** Opening Dataset records block **
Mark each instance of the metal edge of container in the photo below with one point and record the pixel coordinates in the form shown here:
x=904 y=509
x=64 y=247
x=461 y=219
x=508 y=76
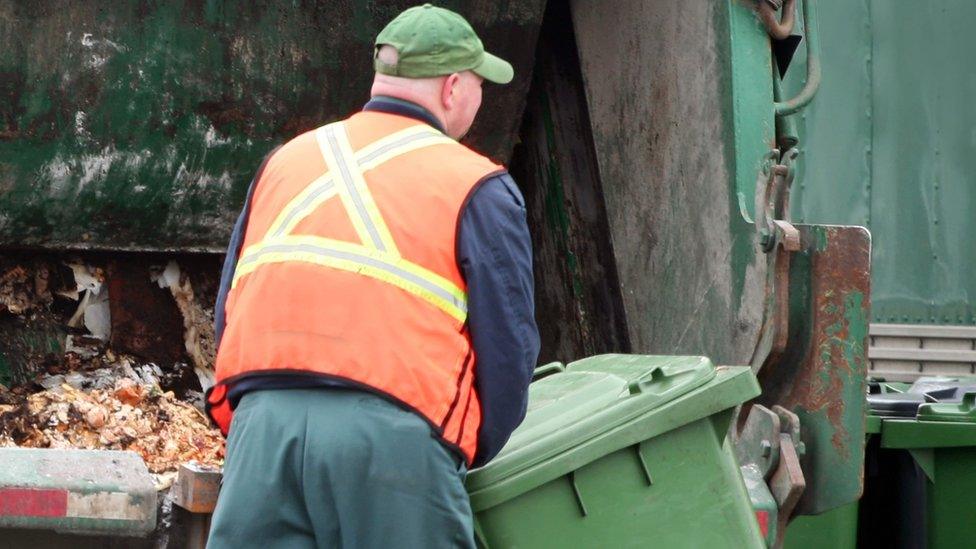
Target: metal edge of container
x=733 y=385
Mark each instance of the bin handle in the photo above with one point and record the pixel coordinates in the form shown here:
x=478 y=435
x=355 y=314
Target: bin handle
x=547 y=370
x=638 y=385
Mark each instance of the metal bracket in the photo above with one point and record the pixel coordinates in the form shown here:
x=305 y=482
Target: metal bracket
x=769 y=441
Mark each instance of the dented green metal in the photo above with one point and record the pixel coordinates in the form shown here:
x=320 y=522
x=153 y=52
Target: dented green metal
x=137 y=126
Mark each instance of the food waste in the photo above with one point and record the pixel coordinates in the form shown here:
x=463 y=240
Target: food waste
x=115 y=407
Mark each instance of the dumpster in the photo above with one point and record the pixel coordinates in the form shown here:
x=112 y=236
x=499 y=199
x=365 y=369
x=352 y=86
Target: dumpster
x=919 y=473
x=621 y=450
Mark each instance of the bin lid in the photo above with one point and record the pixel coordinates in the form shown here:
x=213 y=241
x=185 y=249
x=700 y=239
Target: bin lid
x=943 y=389
x=960 y=412
x=895 y=404
x=594 y=403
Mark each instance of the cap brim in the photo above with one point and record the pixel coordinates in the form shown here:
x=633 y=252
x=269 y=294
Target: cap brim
x=495 y=69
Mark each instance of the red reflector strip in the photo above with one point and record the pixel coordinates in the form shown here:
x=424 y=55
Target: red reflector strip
x=26 y=502
x=763 y=518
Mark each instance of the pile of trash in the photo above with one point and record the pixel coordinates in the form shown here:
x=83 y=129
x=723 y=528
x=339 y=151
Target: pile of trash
x=111 y=403
x=94 y=361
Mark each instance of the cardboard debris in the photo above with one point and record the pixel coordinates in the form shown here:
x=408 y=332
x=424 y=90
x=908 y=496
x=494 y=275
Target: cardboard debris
x=198 y=322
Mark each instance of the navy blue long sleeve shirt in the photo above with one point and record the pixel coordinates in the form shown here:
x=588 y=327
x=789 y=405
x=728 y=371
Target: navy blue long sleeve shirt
x=495 y=256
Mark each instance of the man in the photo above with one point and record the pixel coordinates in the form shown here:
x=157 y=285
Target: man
x=375 y=322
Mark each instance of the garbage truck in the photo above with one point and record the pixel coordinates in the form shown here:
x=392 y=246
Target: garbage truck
x=696 y=178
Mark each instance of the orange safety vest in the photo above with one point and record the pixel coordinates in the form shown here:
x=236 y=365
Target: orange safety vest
x=349 y=270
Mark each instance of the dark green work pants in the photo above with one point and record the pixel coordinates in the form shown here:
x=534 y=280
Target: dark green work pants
x=337 y=468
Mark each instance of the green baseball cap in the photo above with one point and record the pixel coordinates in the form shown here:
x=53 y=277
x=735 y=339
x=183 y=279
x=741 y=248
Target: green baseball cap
x=433 y=41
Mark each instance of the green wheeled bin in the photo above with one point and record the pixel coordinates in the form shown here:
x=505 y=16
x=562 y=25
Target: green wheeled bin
x=621 y=451
x=942 y=441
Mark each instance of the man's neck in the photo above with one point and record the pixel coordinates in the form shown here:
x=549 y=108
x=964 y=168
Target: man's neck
x=404 y=107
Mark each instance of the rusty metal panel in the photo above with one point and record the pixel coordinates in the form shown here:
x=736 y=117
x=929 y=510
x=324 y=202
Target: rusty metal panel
x=821 y=374
x=135 y=125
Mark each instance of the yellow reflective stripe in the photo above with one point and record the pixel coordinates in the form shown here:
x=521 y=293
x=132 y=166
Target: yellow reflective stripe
x=346 y=256
x=396 y=139
x=369 y=162
x=368 y=158
x=325 y=140
x=313 y=196
x=366 y=206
** Closing Dataset records block **
Your instructions:
Leave out the pictures and reproduce the rest of the records exactly.

Answer for the task:
Mark each instance of the metal edge of container in the photo below with one point and record the pixel coordinates in the form shown here:
x=904 y=509
x=64 y=247
x=461 y=219
x=508 y=76
Target: metal edge of container
x=733 y=385
Mark each instance of the bin handle in the photo above with one point and record the pixel coordinates in the form shown here:
x=478 y=435
x=355 y=314
Target: bin handle
x=547 y=370
x=638 y=385
Mark each instance of the metal bracket in the photo above with one point and record the pixel coordinates in the form shown here:
x=305 y=482
Target: metal bracket
x=769 y=441
Mark each instance of the dented green metal in the photo above with one point and record the pixel coordinates in the form shown here:
x=320 y=522
x=153 y=52
Target: dented green metal
x=137 y=126
Mark each instance of the food waste in the photo above with one point and record the pixel coordinates in the form shown here:
x=463 y=240
Target: food waste
x=115 y=407
Mark each instance of the dumpster in the photo above with one point and record the pixel coordinates in the form shown here:
x=112 y=236
x=499 y=199
x=365 y=369
x=352 y=86
Target: dumpster
x=919 y=473
x=621 y=450
Mark each instance of the bin lid in the photo above with one point and record the pixel coordinates in the form shown here:
x=213 y=241
x=185 y=249
x=700 y=239
Target: bin lid
x=943 y=389
x=960 y=412
x=895 y=404
x=594 y=403
Mark each instance of the cap brim in the photo above with one point and record the pixel coordinates in the form shown here:
x=633 y=252
x=269 y=294
Target: cap brim
x=495 y=69
Mark each instance of the red reflector strip in the photo above with one point and record the pixel coordinates in the form shown here:
x=424 y=55
Target: red reflector strip
x=26 y=502
x=763 y=518
Mark each instance of the pile of trash in the photo above with one point and record the pixel coordinates in the form shown here:
x=83 y=129
x=723 y=528
x=339 y=151
Target: pile of trash
x=111 y=403
x=94 y=361
Mark each instance of the cardboard debris in the photo above with one point and record the pixel coordinates in the form shown here:
x=408 y=332
x=424 y=90
x=908 y=496
x=494 y=275
Target: cardboard debris
x=198 y=322
Mark each instance of the navy blue long sleeve shirt in the photo above with one point and record the pixel coordinates in the form shown here:
x=588 y=327
x=789 y=405
x=728 y=371
Target: navy blue long sleeve shirt
x=495 y=256
Mark each instance of the man in the photo above with one point and record the pixel coordinates in the form shown here:
x=157 y=285
Target: man
x=375 y=322
Mark each instance of the garbage truck in the photo above with one point and record the pixel coordinates in the form shown here:
x=392 y=246
Target: garbage truck
x=696 y=178
Mark each instance of the orange safety vest in the photo above with one point and record the pixel coordinates in the form shown here:
x=236 y=365
Target: orange safety vest
x=349 y=270
Mark each instance of the dark green work pants in the photo above with one point and record the pixel coordinates in the form shown here:
x=534 y=280
Target: dark green work pants
x=337 y=468
Mark each instance of the green baseball cap in the photo above with one point and record the pixel coordinates in the form shown here:
x=53 y=277
x=735 y=339
x=183 y=279
x=741 y=248
Target: green baseball cap
x=433 y=41
Mark each instance of the green wheeled bin in the photo above with one point and record the pixel coordinates in the form shown here:
x=505 y=16
x=562 y=25
Target: green wheeled bin
x=621 y=451
x=942 y=441
Mark each instance of the man's neck in the photo above with one point and record the pixel coordinates in the form shown here:
x=549 y=108
x=964 y=168
Target: man's neck
x=404 y=107
Mark each instance of the rusty metal panel in the photo above with one point and record the pixel coordinates in the form shown here:
x=736 y=117
x=929 y=510
x=324 y=202
Target: rusty metal panel
x=821 y=374
x=135 y=125
Mark each instance of the yellow reflective stripe in the photo above with one point and record the pixel coordinates in the form shown here:
x=521 y=293
x=132 y=166
Target: yellow reflective stripe
x=346 y=256
x=396 y=139
x=369 y=162
x=368 y=158
x=325 y=140
x=313 y=196
x=366 y=206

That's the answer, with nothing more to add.